[Opening Data in this exercise section]

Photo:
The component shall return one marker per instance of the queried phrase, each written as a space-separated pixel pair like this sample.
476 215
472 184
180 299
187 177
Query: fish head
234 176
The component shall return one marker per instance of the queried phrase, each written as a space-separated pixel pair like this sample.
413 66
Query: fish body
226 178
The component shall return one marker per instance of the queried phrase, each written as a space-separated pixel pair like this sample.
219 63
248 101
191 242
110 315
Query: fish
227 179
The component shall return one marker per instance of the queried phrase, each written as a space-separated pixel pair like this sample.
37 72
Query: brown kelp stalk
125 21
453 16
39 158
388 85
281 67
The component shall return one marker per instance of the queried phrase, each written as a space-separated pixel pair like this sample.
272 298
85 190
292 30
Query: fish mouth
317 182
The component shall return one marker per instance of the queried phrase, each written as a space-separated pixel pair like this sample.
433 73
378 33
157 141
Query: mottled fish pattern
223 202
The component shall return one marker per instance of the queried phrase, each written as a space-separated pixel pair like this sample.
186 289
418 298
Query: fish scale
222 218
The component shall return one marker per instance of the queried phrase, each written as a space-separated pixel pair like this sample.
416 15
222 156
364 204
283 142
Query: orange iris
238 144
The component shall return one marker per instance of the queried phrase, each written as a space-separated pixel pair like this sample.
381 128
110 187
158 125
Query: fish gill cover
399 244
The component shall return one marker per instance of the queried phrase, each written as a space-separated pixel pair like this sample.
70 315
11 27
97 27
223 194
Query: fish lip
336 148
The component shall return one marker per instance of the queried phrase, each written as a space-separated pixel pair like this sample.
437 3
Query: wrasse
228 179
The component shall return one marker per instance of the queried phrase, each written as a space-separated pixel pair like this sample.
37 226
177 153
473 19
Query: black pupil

[Closing Data in this exercise section]

## What the task asks
Every entry above needs to be copied exactly.

## Task output
Photo:
The component shall return one marker per instance of the queried phrase, each written as a space-separated pixel pair like this sample.
476 215
472 184
180 299
187 177
Query: fish head
234 176
The component shall return one marker per instance of the queried phrase, each written as a space-separated pixel pair like this sample.
413 66
Query: fish body
226 178
The component shall return one marker per instance of the queried phrase, each written as a space-separated pixel pair like this sample.
219 63
248 101
191 242
110 315
Query: fish
227 179
The component shall return one marker per instance of the queried phrase, each written as a space-separated pixel pair like this sample.
37 72
Query: brown kelp stalk
125 21
453 16
39 158
388 85
281 67
The component shall return one marker per instance of the queried phrase, each written as a space-separated pixel pair like this sample.
272 298
85 190
292 30
Query: fish mouth
317 182
The component shall return one marker per instance of the queried phrase, each written as a space-separated pixel pair like this sample.
433 73
378 33
157 141
Query: mottled fish pattern
223 202
The component shall return one marker per instance of the queried phrase, each written as a space-separated pixel pair like this sample.
186 289
418 298
Query: fish scale
222 218
The component shall return one marker per instance of the queried phrase, each written as a space-separated pixel pair like this sample.
416 15
222 156
364 204
283 142
Query: orange iris
238 144
The component shall return one marker per instance of the queried phrase, each written as a space-separated pixel pair like this sample.
381 128
110 187
158 125
Query: fish gill cover
399 244
The component shall return one marker per instance of the queried phrase, each written as a space-separated pixel pair like this sample.
70 315
11 27
97 27
223 194
Query: fish lip
336 148
The component shall return one marker per instance of the queried phrase, each written as a space-separated pixel pair like this sample.
437 3
Query: wrasse
228 179
The component shall return one marker per instance of the queried phrase, each written as a space-separated pixel pair like this sample.
37 226
177 153
473 19
Query: black pupil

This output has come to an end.